What to produce ▸
Copy the listing word for word, taking everything from the line containing "Exercise. Point out the belt" down to the line containing "point(430, 602)", both included. Don't include the pictures in your copy.

Provided records ▸

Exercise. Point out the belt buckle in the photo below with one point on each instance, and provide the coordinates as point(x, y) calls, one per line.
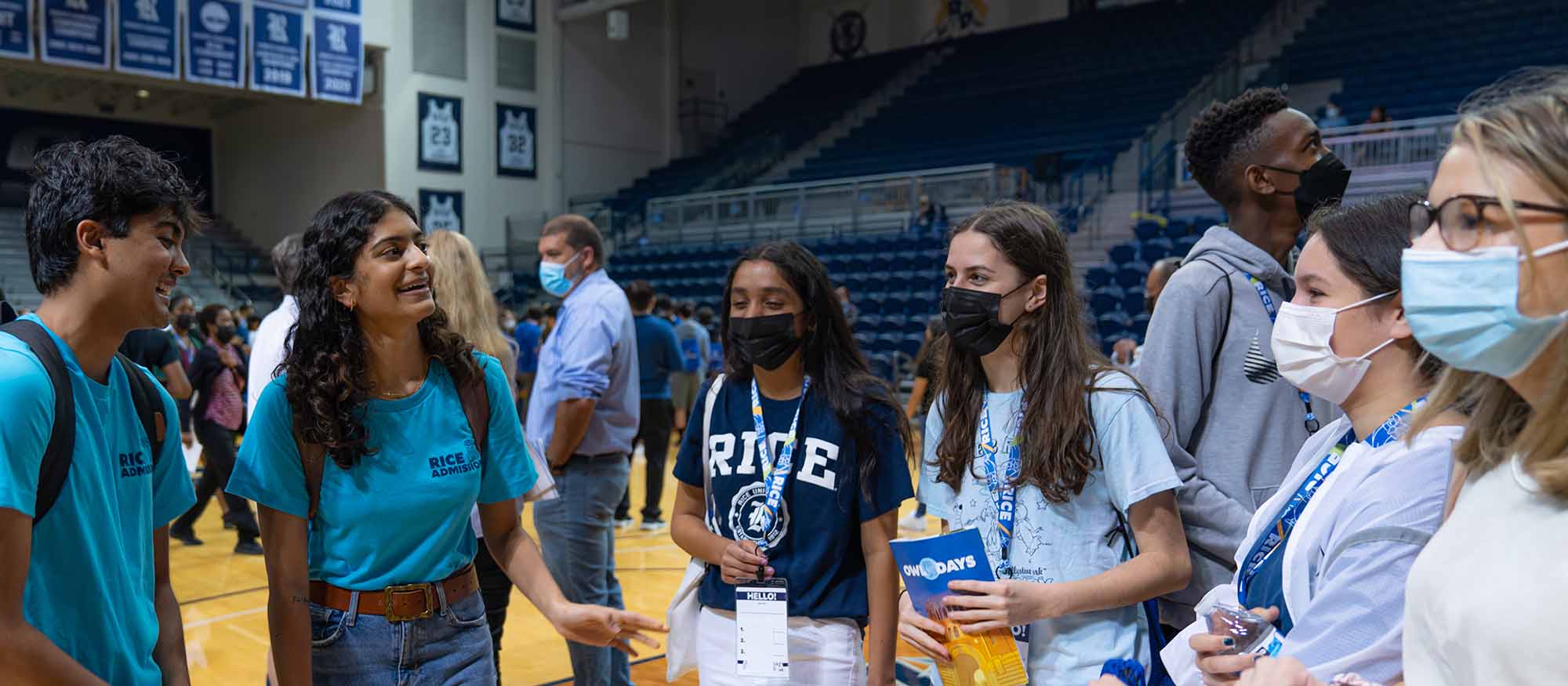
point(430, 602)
--
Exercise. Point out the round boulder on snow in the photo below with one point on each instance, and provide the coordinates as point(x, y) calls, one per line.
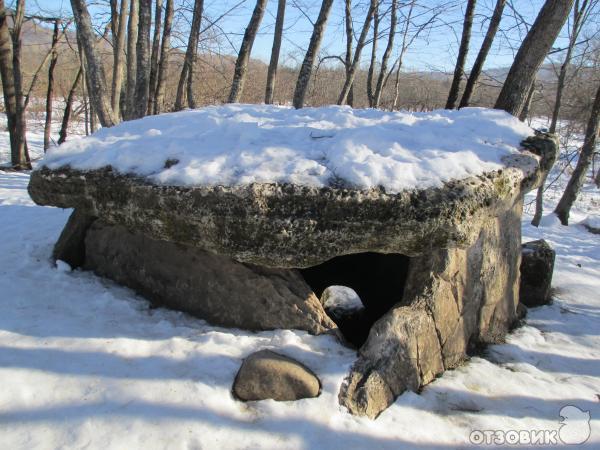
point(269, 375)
* * *
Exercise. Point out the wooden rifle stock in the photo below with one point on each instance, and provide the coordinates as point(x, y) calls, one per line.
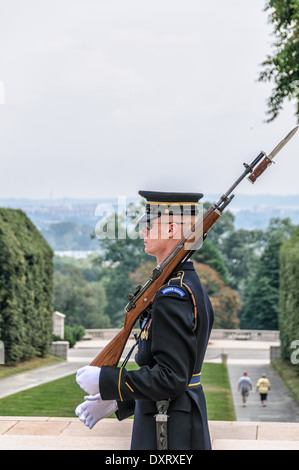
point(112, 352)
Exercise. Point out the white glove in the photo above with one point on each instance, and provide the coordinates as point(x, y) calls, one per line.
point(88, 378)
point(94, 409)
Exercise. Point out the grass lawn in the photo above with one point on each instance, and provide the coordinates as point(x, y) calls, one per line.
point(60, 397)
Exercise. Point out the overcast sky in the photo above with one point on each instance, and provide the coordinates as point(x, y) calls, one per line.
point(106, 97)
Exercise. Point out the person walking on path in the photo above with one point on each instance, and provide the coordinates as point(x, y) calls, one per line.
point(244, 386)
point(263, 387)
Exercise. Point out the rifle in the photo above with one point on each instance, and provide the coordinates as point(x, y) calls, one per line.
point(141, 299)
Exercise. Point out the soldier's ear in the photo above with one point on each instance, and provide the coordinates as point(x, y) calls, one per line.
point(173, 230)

Task answer ▸
Exercise. Point out the belt buckle in the photo below with one point on each instance, and provide the coordinates as point(x, y) calls, one per line.
point(430, 602)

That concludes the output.